§ **Stated problem**:
Quote every one of the records below word for word, with nothing changed.

Outline records
START

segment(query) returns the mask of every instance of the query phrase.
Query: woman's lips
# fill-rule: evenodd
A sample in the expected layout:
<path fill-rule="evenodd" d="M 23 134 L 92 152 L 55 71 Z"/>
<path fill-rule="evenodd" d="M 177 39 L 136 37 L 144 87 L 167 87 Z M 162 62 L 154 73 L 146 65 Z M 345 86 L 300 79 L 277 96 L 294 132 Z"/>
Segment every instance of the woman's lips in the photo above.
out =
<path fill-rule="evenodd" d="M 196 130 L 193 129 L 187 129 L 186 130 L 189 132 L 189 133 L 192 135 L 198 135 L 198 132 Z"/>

END

§ **Answer to this exercise**:
segment(query) returns the mask of every instance of the query phrase.
Query: woman's lips
# fill-rule: evenodd
A sample in the expected layout:
<path fill-rule="evenodd" d="M 23 134 L 92 152 L 55 71 Z"/>
<path fill-rule="evenodd" d="M 177 39 L 136 37 L 144 87 L 167 87 Z M 162 62 L 154 73 L 146 65 Z M 345 86 L 300 79 L 277 96 L 294 132 Z"/>
Segment every instance of the woman's lips in the photo above.
out =
<path fill-rule="evenodd" d="M 196 130 L 193 129 L 187 129 L 186 130 L 189 132 L 189 133 L 192 135 L 198 135 L 198 132 Z"/>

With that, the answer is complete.